[START OF Document passage]
Normalize continuous values in accordance with the PMML element NormContinuous.

xform_min_max(wrap_object, xform_info = NA, map_missing_to = NA, ...)

Arguments

wrap_object

Output of xform_wrap or another transformation function.

xform_info

Specification of details of the transformation.

map_missing_to

Value to be given to the transformed variable if the value of the input variable is missing.

...

Further arguments passed to or from other methods.

Value

R object containing the raw data, the transformed data and data statistics.

Details

Given input data in a xform_wrap format, normalize the given data values to lie between provided limits.

Given an input variable named InputVar, the name of the transformed variable OutputVar, the desired minimum value the transformed variable may have low_limit, the desired maximum value the transformed variable may have high_limit, and the desired value of the transformed variable if the input variable value is missing missingVal, the xform_min_max command including all the optional parameters is in the format:

formInfo = "InputVar -> OutputVar[low_limit,high_limit]"
[END OF Document passage]
[START OF Supplied material]
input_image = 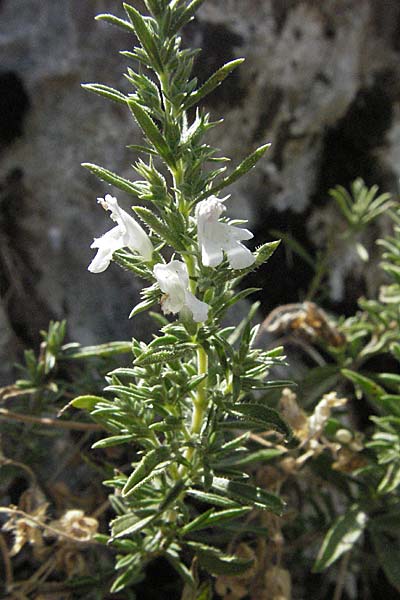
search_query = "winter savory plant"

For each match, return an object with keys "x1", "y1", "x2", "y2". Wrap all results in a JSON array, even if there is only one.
[{"x1": 72, "y1": 0, "x2": 291, "y2": 599}]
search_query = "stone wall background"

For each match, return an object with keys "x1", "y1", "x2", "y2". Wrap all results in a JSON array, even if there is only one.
[{"x1": 0, "y1": 0, "x2": 400, "y2": 382}]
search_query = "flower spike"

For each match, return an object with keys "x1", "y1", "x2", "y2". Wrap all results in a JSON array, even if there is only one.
[
  {"x1": 153, "y1": 260, "x2": 210, "y2": 323},
  {"x1": 196, "y1": 196, "x2": 255, "y2": 269},
  {"x1": 88, "y1": 194, "x2": 153, "y2": 273}
]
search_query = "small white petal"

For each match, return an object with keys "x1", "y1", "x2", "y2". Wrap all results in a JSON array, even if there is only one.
[
  {"x1": 185, "y1": 291, "x2": 210, "y2": 323},
  {"x1": 196, "y1": 196, "x2": 255, "y2": 269},
  {"x1": 153, "y1": 260, "x2": 210, "y2": 323},
  {"x1": 88, "y1": 226, "x2": 122, "y2": 273},
  {"x1": 88, "y1": 194, "x2": 153, "y2": 273}
]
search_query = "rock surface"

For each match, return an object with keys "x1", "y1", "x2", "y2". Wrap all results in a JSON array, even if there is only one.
[{"x1": 0, "y1": 0, "x2": 400, "y2": 381}]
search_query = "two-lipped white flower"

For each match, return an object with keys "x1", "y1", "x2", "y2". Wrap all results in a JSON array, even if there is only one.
[
  {"x1": 153, "y1": 260, "x2": 210, "y2": 323},
  {"x1": 88, "y1": 194, "x2": 153, "y2": 273},
  {"x1": 196, "y1": 196, "x2": 255, "y2": 269}
]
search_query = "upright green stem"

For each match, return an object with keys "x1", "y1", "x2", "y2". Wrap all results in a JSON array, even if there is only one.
[{"x1": 185, "y1": 346, "x2": 208, "y2": 460}]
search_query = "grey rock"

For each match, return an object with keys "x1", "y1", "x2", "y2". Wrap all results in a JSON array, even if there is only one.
[{"x1": 0, "y1": 0, "x2": 400, "y2": 376}]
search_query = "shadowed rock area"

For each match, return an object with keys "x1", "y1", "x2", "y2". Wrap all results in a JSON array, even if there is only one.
[{"x1": 0, "y1": 0, "x2": 400, "y2": 382}]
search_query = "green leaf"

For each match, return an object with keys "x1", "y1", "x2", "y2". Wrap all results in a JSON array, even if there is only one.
[
  {"x1": 81, "y1": 83, "x2": 127, "y2": 104},
  {"x1": 70, "y1": 395, "x2": 105, "y2": 410},
  {"x1": 224, "y1": 402, "x2": 292, "y2": 438},
  {"x1": 62, "y1": 342, "x2": 132, "y2": 360},
  {"x1": 82, "y1": 163, "x2": 138, "y2": 196},
  {"x1": 132, "y1": 206, "x2": 175, "y2": 245},
  {"x1": 212, "y1": 477, "x2": 285, "y2": 515},
  {"x1": 165, "y1": 549, "x2": 196, "y2": 589},
  {"x1": 127, "y1": 98, "x2": 175, "y2": 167},
  {"x1": 186, "y1": 542, "x2": 253, "y2": 575},
  {"x1": 313, "y1": 506, "x2": 368, "y2": 573},
  {"x1": 252, "y1": 240, "x2": 281, "y2": 269},
  {"x1": 181, "y1": 506, "x2": 252, "y2": 535},
  {"x1": 111, "y1": 514, "x2": 157, "y2": 538},
  {"x1": 186, "y1": 490, "x2": 240, "y2": 508},
  {"x1": 123, "y1": 3, "x2": 163, "y2": 73},
  {"x1": 197, "y1": 144, "x2": 271, "y2": 201},
  {"x1": 95, "y1": 13, "x2": 135, "y2": 33},
  {"x1": 169, "y1": 0, "x2": 204, "y2": 36},
  {"x1": 122, "y1": 446, "x2": 171, "y2": 497},
  {"x1": 134, "y1": 344, "x2": 195, "y2": 365},
  {"x1": 92, "y1": 434, "x2": 134, "y2": 449},
  {"x1": 183, "y1": 58, "x2": 244, "y2": 110}
]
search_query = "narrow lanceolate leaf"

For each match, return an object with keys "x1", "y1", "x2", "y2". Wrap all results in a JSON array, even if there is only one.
[
  {"x1": 62, "y1": 342, "x2": 132, "y2": 360},
  {"x1": 92, "y1": 434, "x2": 134, "y2": 449},
  {"x1": 132, "y1": 206, "x2": 172, "y2": 243},
  {"x1": 224, "y1": 402, "x2": 292, "y2": 438},
  {"x1": 186, "y1": 490, "x2": 240, "y2": 508},
  {"x1": 134, "y1": 344, "x2": 195, "y2": 366},
  {"x1": 82, "y1": 163, "x2": 138, "y2": 196},
  {"x1": 313, "y1": 506, "x2": 368, "y2": 572},
  {"x1": 187, "y1": 542, "x2": 253, "y2": 575},
  {"x1": 81, "y1": 83, "x2": 126, "y2": 104},
  {"x1": 122, "y1": 446, "x2": 170, "y2": 496},
  {"x1": 111, "y1": 514, "x2": 156, "y2": 538},
  {"x1": 70, "y1": 396, "x2": 105, "y2": 410},
  {"x1": 127, "y1": 98, "x2": 175, "y2": 166},
  {"x1": 181, "y1": 506, "x2": 252, "y2": 535},
  {"x1": 212, "y1": 477, "x2": 284, "y2": 515},
  {"x1": 183, "y1": 58, "x2": 244, "y2": 110},
  {"x1": 95, "y1": 13, "x2": 135, "y2": 33},
  {"x1": 254, "y1": 240, "x2": 281, "y2": 267},
  {"x1": 198, "y1": 144, "x2": 271, "y2": 200},
  {"x1": 124, "y1": 4, "x2": 163, "y2": 72},
  {"x1": 168, "y1": 0, "x2": 204, "y2": 37}
]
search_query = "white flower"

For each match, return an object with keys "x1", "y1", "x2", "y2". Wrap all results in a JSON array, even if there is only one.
[
  {"x1": 88, "y1": 194, "x2": 153, "y2": 273},
  {"x1": 153, "y1": 260, "x2": 210, "y2": 323},
  {"x1": 196, "y1": 196, "x2": 255, "y2": 269}
]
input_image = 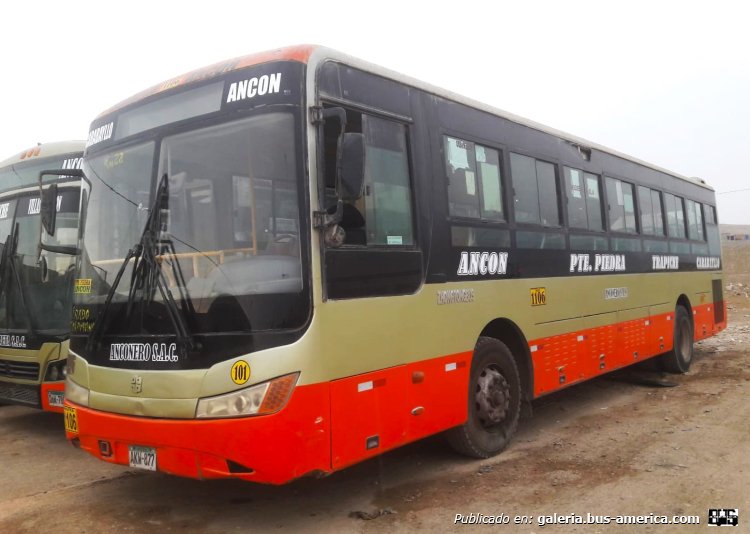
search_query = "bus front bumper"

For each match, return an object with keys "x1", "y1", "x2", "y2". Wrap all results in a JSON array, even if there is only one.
[{"x1": 65, "y1": 384, "x2": 331, "y2": 484}]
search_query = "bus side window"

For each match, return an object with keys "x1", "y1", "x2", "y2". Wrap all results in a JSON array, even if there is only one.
[
  {"x1": 510, "y1": 153, "x2": 560, "y2": 230},
  {"x1": 355, "y1": 115, "x2": 414, "y2": 246},
  {"x1": 444, "y1": 136, "x2": 505, "y2": 221}
]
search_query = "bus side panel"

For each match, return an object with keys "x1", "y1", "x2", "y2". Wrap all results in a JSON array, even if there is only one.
[
  {"x1": 331, "y1": 365, "x2": 410, "y2": 469},
  {"x1": 408, "y1": 352, "x2": 472, "y2": 440}
]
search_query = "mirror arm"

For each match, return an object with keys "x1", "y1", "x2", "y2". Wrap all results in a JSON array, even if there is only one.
[
  {"x1": 313, "y1": 199, "x2": 344, "y2": 230},
  {"x1": 39, "y1": 243, "x2": 79, "y2": 256}
]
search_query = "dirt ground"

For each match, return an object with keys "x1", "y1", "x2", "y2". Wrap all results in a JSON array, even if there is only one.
[{"x1": 0, "y1": 244, "x2": 750, "y2": 533}]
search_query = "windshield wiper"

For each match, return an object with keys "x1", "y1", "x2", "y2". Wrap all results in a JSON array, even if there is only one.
[
  {"x1": 0, "y1": 223, "x2": 36, "y2": 336},
  {"x1": 87, "y1": 174, "x2": 195, "y2": 357}
]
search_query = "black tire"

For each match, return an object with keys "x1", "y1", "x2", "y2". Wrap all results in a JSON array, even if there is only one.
[
  {"x1": 446, "y1": 337, "x2": 521, "y2": 458},
  {"x1": 659, "y1": 306, "x2": 694, "y2": 374}
]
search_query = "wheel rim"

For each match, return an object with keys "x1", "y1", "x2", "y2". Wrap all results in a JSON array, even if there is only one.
[
  {"x1": 680, "y1": 320, "x2": 693, "y2": 362},
  {"x1": 474, "y1": 366, "x2": 511, "y2": 428}
]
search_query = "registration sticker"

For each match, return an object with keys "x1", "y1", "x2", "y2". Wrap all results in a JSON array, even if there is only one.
[
  {"x1": 128, "y1": 445, "x2": 156, "y2": 471},
  {"x1": 73, "y1": 278, "x2": 91, "y2": 294},
  {"x1": 64, "y1": 406, "x2": 78, "y2": 434},
  {"x1": 47, "y1": 391, "x2": 65, "y2": 408}
]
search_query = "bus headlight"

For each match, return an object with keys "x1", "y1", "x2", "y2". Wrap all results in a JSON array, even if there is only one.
[
  {"x1": 195, "y1": 373, "x2": 299, "y2": 419},
  {"x1": 44, "y1": 360, "x2": 68, "y2": 382},
  {"x1": 65, "y1": 377, "x2": 89, "y2": 406}
]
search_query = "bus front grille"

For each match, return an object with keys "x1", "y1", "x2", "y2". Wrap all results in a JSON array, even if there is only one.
[
  {"x1": 0, "y1": 360, "x2": 39, "y2": 380},
  {"x1": 0, "y1": 383, "x2": 40, "y2": 408}
]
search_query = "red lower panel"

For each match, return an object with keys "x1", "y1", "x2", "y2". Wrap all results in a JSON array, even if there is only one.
[
  {"x1": 66, "y1": 384, "x2": 331, "y2": 484},
  {"x1": 39, "y1": 382, "x2": 65, "y2": 413},
  {"x1": 331, "y1": 352, "x2": 471, "y2": 469},
  {"x1": 529, "y1": 302, "x2": 726, "y2": 397}
]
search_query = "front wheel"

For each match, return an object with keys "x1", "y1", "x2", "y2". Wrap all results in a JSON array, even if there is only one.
[
  {"x1": 446, "y1": 337, "x2": 521, "y2": 458},
  {"x1": 660, "y1": 306, "x2": 693, "y2": 374}
]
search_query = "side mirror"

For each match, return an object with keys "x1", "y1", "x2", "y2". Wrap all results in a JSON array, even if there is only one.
[
  {"x1": 339, "y1": 132, "x2": 365, "y2": 200},
  {"x1": 40, "y1": 184, "x2": 57, "y2": 235},
  {"x1": 39, "y1": 169, "x2": 83, "y2": 235}
]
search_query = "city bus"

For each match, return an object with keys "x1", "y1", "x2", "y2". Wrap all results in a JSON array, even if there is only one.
[
  {"x1": 0, "y1": 141, "x2": 84, "y2": 413},
  {"x1": 65, "y1": 46, "x2": 726, "y2": 484}
]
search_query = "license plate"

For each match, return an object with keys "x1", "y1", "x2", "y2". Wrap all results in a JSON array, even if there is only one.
[
  {"x1": 65, "y1": 406, "x2": 78, "y2": 434},
  {"x1": 47, "y1": 391, "x2": 65, "y2": 408},
  {"x1": 128, "y1": 445, "x2": 156, "y2": 471}
]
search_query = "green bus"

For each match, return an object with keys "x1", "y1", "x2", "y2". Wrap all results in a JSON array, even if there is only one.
[{"x1": 0, "y1": 141, "x2": 84, "y2": 412}]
[END OF Supplied material]
**Given exercise A:**
In the xform_min_max documentation, rewrite everything from "Output of xform_wrap" down to "variable is missing.", replacing "input variable" with "source variable".
**Given exercise B:**
According to the xform_min_max documentation, what does the function return?

**Full output A:**
Output of xform_wrap or another transformation function.

xform_info

Specification of details of the transformation.

map_missing_to

Value to be given to the transformed variable if the value of the source variable is missing.

**Full output B:**
An R object containing the raw data, the transformed data and data statistics.